Aim of the task. Please continue the satirical news article below about killer plague predictions from where it stops.

== Extract to read ==

There’s fuc*k all on Rockall   57°35’48”N 13°41’19”W
Contact The Rockall Times Picture Gallery
  Monday 21st January 2002  Science   Powered by Yeast Logic
[E] [P] [I]

Scientists prove everyone on planet ‘already dead’

Projected victims of apocalyptic killer plagues exceed world population, data shows
by Lester Haines

Scientists are today advising anyone worried about the unstoppable spread of killer plagues to sit down, pour a large brandy and forget about it.

Why? Because the human race has already been wiped out.

The astonishing statement follows epidemiologists' warnings that Hepatitis C would become the new AIDS, ravaging populations and laying waste to entire civilisations.

However, an international symposium's conclusion that the virus' effect will be minimal is irrelevant since new data reveals the human race is extinct.

"Yup, it's true," trumpeted one doctor. "We took all of the predicted death tolls from killer plagues for the last 30 years, and when we projected the totals, it became clear that the last human individual died at around 3.30pm GMT on 28 December 2001."

Why you should stop worrying and accept that you're already dead

An authority on killer plague predictions told The Rockall Times: "The statistics are pretty convincing. In 1982 scientists noted that by 1995 there would only one small boy and an elderly couple left alive in the whole of continental Africa. Aids would have done for the rest.

===
== Recorded data ==

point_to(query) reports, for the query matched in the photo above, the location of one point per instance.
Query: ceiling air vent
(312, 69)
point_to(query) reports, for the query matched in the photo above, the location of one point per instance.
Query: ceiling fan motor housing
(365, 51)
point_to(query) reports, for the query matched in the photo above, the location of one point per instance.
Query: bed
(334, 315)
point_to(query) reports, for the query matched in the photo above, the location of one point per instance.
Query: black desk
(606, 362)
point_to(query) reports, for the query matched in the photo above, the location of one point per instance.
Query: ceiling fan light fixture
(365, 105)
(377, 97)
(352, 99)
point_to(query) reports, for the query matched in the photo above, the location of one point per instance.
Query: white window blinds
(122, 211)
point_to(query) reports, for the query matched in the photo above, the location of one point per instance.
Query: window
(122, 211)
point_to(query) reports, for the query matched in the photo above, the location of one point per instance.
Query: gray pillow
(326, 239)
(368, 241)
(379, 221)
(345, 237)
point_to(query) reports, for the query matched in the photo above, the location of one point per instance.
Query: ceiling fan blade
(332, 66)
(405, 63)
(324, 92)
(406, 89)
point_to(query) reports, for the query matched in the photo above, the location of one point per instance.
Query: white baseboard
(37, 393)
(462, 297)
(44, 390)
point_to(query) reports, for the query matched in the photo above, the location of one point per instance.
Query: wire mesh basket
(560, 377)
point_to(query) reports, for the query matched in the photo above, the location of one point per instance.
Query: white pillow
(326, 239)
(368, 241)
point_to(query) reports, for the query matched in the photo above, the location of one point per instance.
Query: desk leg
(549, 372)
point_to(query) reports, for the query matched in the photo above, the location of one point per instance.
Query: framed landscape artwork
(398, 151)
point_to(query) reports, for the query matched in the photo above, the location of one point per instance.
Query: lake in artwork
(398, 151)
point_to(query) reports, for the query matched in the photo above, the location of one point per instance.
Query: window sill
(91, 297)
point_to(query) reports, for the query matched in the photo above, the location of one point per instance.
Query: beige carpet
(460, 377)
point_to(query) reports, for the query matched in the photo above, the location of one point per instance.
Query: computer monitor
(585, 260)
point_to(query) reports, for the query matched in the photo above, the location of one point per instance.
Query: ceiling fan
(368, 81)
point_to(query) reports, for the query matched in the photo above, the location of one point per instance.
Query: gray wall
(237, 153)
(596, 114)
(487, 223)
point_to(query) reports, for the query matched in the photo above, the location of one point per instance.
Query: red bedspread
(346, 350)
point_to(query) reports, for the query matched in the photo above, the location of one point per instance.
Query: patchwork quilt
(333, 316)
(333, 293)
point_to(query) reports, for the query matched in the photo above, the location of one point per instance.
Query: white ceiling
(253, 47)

===

Answer box.
"Two years ago the deaths of tens of people from Ebola led to convincing arguments that this flesh-eating plague would reduce humanity to a few scattered tribes of primitive hunter-gatherers living in caves within ten years.

"And then there was anthrax, a virus so potent that were it, for instance, to be delivered in a powdered form through the mail, it could kill everyone in the United States in a matter of minutes."

The scientists' conclusions are all the more remarkable in that they do not include projected casualty figures for other recently-punted nightmare apocalypse scenarios, such as an asteroid hitting the earth and plunging it into an eternal hellish winter. Neither do the effects of global warming and Arabs crashing planes into skyscrapers feature in the calculations.

"That's right," noted one shaken scientist. "If we take all of the available figures and project an extinction point from those, we find that mankind would not have survived long enough even to discover that we were at risk in the first place. It's a chilling thought."